PÁGINA →
○ ○ ○ ○ ○

Y ahora, con el recorrido de La Vuelta 2026 ya encima de la mesa, la conclusión es bastante clara, el norte de España, Madrid y Barcelona han desaparecido del mapa. ¿Casualidad? Puede ser. ¿Decisión puramente técnica? También. Pero cuando tantas zonas caen a la vez, cuesta no pensar que aquí hay algo más que simples curvas de nivel y perfiles de etapa. Cuando pasan estas cosas, la palabra "factura" empieza a sonar muy fuerte.
Porque no nos engañemos, los que convirtieron la famosa etapa 11 en un altavoz ideológico, transformando una competición deportiva en un mitin propalestino, pensaron que estaban haciendo historia. Cortaron carreteras, bloquearon el paso a los ciclistas y forzaron una neutralización que dio la vuelta al mundo. Creyeron que estaban ganando una batalla simbólica, que salir en las noticias legitimaba su causa y que el foco mediático jugaba a su favor.
Lo que no vieron venir es que ese mismo foco también ilumina el descontrol, la falta de autoridad y la incapacidad para proteger un evento deportivo de primer nivel. Porque una cosa es manifestarse y otra muy distinta es sabotear una carrera profesional con miles de personas implicadas.
Y aquí conviene recordar algo que a veces se olvida, y es que el ciclismo profesional no es un hobby. No es una marcha cicloturista ni una quedada de domingo. Es una industria global, con patrocinadores, televisiones, equipos, corredores y un equilibrio muy delicado entre espectáculo y seguridad. Cuando ese equilibrio se rompe, la organización no entra en debates ideológicos ni en discusiones morales. Simplemente toma una decisión empresarial y se va.
Resulta bastante revelador mirar con calma el trazado de 2026. La Vuelta saldrá de Mónaco, entrará por los Pirineos y luego descenderá de manera casi quirúrgica por el Levante hasta Andalucía. Todo muy limpio, muy medido, muy pensado para que nada, ni nadie, estropee la carrera. Un recorrido que parece diseñado para esquivar territorios donde la fluidez del pelotón pueda verse comprometida por el activismo de pancarta, megáfono y corte de carretera.
No ha habido comunicados grandilocuentes ni ruedas de prensa señalando con el dedo, pero las decisiones empresariales no necesitan explicaciones. Hablan solas.

○ ○ ○ ○ ○

REGISTROS DE DATOS →
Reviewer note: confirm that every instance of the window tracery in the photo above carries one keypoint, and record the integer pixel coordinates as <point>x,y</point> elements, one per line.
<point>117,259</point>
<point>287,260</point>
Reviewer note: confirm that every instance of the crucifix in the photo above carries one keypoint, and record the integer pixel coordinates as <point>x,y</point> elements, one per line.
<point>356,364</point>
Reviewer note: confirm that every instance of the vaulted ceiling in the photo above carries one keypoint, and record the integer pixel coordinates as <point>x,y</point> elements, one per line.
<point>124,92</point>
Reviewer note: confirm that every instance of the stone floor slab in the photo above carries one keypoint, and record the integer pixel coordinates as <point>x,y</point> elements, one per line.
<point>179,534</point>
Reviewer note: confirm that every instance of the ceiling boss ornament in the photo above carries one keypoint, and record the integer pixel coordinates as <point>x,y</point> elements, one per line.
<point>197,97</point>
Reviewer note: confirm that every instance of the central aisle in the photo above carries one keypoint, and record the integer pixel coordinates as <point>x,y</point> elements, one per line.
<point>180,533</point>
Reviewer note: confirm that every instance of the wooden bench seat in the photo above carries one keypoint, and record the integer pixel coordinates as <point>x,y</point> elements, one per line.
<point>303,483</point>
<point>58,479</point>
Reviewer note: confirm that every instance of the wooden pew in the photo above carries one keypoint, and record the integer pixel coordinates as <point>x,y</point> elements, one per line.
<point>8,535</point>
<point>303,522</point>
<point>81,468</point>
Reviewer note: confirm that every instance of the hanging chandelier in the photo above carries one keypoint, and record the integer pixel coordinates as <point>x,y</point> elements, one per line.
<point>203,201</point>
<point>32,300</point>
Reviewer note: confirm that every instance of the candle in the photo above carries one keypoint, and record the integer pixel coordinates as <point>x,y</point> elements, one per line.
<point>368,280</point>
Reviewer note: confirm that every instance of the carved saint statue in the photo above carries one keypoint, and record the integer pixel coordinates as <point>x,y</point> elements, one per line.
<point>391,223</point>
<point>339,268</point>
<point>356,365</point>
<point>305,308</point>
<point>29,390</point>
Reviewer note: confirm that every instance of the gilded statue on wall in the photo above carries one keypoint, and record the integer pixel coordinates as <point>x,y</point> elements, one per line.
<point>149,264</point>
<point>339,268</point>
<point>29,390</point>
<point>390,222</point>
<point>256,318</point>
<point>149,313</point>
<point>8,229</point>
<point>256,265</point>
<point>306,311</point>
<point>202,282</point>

○ ○ ○ ○ ○

TAREAS POR REALIZAR →
1. Traduce al inglés esta oración del texto sobre La Vuelta 2026: "Resulta bastante revelador mirar con calma el trazado de 2026."
2. Prosigue el texto sobre La Vuelta 2026 a partir de su última oración.
Para resolver las tareas no se necesitan los registros.

RESPUESTAS EN ORDEN →
1. It is quite revealing to take a calm look at the 2026 route.

2.
Adiós al País Vasco y Navarra. Comunidades donde se produjeron incidentes que afectaron a ciclistas profesionales por su nacionalidad. Donde la carretera dejó de ser un espacio neutral y festivo para convertirse en un escenario de confrontación política. Ahora, el pelotón pasará de largo y se verá desde el sofá. Porque cuando un territorio no es capaz de garantizar la seguridad de los protagonistas, pierde el derecho a acogerlos.
Y no, no es un castigo. Es simple lógica.
Pero la cosa no acaba ahí. Madrid y Barcelona también se quedan fuera. Dos grandes capitales que siempre buscan escaparate internacional y que ahora pierden uno de los mayores eventos deportivos del calendario español. No por falta de infraestructuras, ni de hoteles, ni de afición. Sino porque se han convertido en epicentros de movilizaciones constantes que nada tienen que ver con el esfuerzo, la épica y el sacrificio que representa el ciclismo.
Y aquí es donde aparece la parte más amarga de todo esto: los aficionados de verdad. La gente normal. Los que madrugan para coger sitio en una cuneta, los que respetan al ciclista sea cual sea su bandera, los que entienden el ciclismo como una fiesta popular. Esos son mayoría, pero ahora pagan los excesos de unos pocos. Su pasión ha sido sacrificada a favor del rédito político.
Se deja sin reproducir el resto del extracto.